| What is being asked |
Write the next part of the NASCAR commentary, starting right after its last sentence, "I swore my mind was telling me to write about how the announcers are annoying!"

| Passage shown |
________________

Blech, as my kids once would say. Blandness was snapped from the jaws of excitement-and just in time! Guess only my FedEx man knew how to deliver the goods in the excitement arena—just ask Martin.

Oh well, like a tired army we drag on towards our Appomattox that is the end of the season. I mean, really, are you excited over twice of one or half of the other?

Think about it.

That’s the (Celtic) view from here.

Michael

PS-If you get a chance to see a band from Dallas named “Needfire”, do so. Now, they give their crowd a show!

THE “35” RULE AND LITTLE TEAMS

In Monday’s NASCAR.com headlines, it was announced that Bill Davis (of Bill Davis Racing–#22 Dave Blaney and #36 Jeremy Mayfield) is interested in selling part or all of his race team. Seems that even with the success of Blaney in his Toyota, Davis is having a difficult time competing against the likes of Hendrick, Childress, Roush/Fenway, DEI, and Gillette/Evernham. As they say, “money talks, nobody walks” but it looks inevitable that Davis will walk.
Now reintroduce the “35” rule — top 35 drivers in points are guaranteed a spot in that week’s race, leaving the small guys somewhat hanging out to dry. It is becoming increasing clear that the small one- and two-car teams will be history unless something changes. NASCAR mandated a limit of four teams for an individual owner because of Roush’s success with his five-car set-up a couple of years ago.
Maybe it’s time for NASCAR to visit the issue that plagues open wheel racing—the limited number of teams, which results in boring racing. How about it, NASCAR? Won’t you come to the rescue for the small guys and reinvigorated racing?
Probably not!
Jon

While I Was Sleeping …

There was a race at Martinsville but I swear I do not understand what is happening to me this year. I seem to want to fall asleep about 30% of the way through a race. And I did so yesterday as well.
Hmm… I guess I have simply been losing too much sleep at night over the chase for the ‘cup’ (or as one wag put it, “The Chase for the Clamshell”).
Speaking of sleep, somewhere in that deep fog just before light, I swore my mind was telling me to write about how the announcers are annoying!

________________

| Data |

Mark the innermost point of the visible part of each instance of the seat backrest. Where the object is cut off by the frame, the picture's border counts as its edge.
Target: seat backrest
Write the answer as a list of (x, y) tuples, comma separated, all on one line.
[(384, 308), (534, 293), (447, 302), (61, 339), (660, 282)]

________________

| Result for this task |
Then I saw that Rusty may not be back in the announcer booth next year—guess he needs to do some more “NASCAR Angels” shows.
I guess dreams can come true…
Michael

SO MANY CHANGES — SO MUCH REMAINS THE SAME!

Last week we NASCAR fans and followers could have been overwhelmed by the story lines that kept showing up. Let’s review:

Nationwide Insurance takes over No. 2 series in 2008

Coors takes over as Official Beer of NASCAR in 2008

M&Ms will become primary sponsor on Kyle Busch’s Sprint ride in 2008

Dario Franchitti signs with Ganassi

Jacques Villeneuve makes his Nextel Cup debut (without incident)

Andy Hillenburg buys NC Speedway with the hope of running some races there

Haas Racing signs Scott Riggs for 2008 — with possible consequences for either Jeff Green or Johnny Sauter

Indeed, it was a busy, busy week. But let’s look outside the headlines: Several drivers labeled this past Sunday’s ‘Dega race as BORING! And the rich keep getting richer: Jeff Gordon, Jimmie Johnson, Denny Hamlin, Kurt Busch, and Tony Stewart finished in the top eight while Casey Mears finished sixth to help Hendrick sweep again! Ah yes, Mikey and the Toyotas came on big time but only Blaney was able to take advantage. Dodges ran well but finished pretty much out of the money. Clearly, Chevy was the car to beat.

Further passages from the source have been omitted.